Problem to work on:
Output the entries below as a two-column CSV with the header entry_text,answer. Write one row per entry, with its text and its answer each in a single quoted field and line breaks replaced by spaces, covering only everything from the line containing "target: shorts" down to the line containing "146 257 L 144", both included.

Provided information:
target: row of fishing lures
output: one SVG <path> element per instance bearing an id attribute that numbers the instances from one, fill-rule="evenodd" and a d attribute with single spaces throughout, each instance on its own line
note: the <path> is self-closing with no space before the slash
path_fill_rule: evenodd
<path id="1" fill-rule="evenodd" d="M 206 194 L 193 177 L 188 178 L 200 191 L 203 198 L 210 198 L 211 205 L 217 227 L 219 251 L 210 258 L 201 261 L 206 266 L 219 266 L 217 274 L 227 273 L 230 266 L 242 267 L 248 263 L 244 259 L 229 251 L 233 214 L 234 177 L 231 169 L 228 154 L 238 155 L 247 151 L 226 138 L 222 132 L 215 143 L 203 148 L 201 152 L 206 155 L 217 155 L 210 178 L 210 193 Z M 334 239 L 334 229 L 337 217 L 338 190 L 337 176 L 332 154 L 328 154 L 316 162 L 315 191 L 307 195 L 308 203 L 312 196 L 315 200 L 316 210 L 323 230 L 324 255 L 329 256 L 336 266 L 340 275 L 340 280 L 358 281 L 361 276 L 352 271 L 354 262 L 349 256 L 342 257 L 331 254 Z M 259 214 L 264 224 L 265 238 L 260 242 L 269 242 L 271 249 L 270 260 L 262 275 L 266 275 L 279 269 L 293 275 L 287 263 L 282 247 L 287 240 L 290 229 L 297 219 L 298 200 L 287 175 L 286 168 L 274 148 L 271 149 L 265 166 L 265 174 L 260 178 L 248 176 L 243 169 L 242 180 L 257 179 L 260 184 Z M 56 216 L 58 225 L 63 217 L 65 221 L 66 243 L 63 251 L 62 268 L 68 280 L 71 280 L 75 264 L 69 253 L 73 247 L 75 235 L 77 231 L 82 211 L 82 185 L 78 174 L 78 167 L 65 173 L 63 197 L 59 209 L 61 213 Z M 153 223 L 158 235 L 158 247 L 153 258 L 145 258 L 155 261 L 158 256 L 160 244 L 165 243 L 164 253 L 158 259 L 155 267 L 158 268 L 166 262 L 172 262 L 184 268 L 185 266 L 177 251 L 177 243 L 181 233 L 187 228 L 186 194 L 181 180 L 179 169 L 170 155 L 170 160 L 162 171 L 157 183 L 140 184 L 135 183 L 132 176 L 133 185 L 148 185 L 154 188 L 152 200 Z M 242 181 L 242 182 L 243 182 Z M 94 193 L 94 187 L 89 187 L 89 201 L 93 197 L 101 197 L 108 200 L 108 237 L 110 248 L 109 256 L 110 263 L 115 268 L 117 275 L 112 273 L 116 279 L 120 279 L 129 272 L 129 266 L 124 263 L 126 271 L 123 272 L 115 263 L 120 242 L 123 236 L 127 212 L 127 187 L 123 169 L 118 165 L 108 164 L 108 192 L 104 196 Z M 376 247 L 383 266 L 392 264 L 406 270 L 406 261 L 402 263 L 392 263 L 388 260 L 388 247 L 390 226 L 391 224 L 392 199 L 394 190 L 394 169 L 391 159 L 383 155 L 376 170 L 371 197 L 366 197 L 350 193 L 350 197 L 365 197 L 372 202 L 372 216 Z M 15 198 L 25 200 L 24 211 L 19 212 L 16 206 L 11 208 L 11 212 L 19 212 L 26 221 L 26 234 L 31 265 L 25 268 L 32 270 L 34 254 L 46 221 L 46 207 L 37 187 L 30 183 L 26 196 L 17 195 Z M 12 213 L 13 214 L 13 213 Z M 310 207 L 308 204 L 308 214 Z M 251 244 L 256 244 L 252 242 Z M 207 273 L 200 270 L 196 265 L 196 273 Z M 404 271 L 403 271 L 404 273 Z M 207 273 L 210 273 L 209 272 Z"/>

---

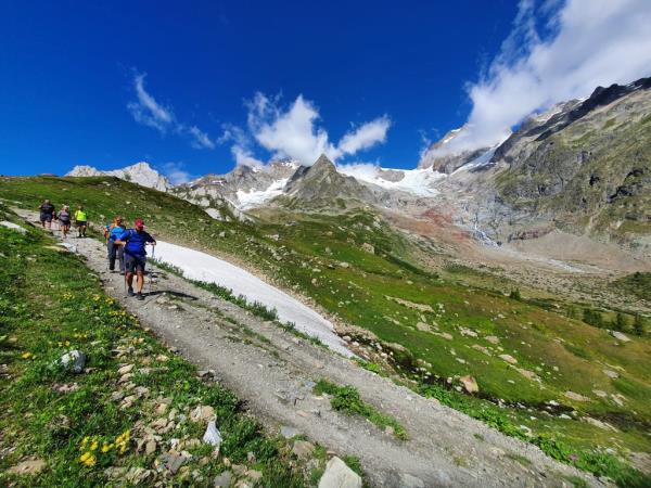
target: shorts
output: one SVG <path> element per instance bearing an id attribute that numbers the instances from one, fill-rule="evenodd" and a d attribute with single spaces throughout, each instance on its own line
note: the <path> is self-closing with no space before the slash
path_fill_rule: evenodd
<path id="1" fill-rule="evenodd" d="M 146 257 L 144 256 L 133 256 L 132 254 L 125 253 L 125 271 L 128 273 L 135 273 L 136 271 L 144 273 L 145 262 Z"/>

* * *

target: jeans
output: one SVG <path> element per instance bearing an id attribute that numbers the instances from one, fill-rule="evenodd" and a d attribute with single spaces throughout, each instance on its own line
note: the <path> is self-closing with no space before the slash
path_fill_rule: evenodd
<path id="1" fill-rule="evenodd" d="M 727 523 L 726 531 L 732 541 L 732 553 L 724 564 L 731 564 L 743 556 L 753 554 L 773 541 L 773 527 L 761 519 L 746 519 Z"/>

Solution to this problem:
entry_text,answer
"target: shorts output: one SVG <path> element per instance bearing an id attribute that numbers the instances from one, fill-rule=""evenodd"" and a d attribute with single spaces throughout, each instance on its own line note: the <path> is self-closing with no space before the slash path_fill_rule: evenodd","<path id=""1"" fill-rule=""evenodd"" d=""M 146 257 L 144 256 L 133 256 L 132 254 L 125 253 L 125 271 L 128 273 L 135 273 L 136 271 L 144 273 L 145 262 Z""/>"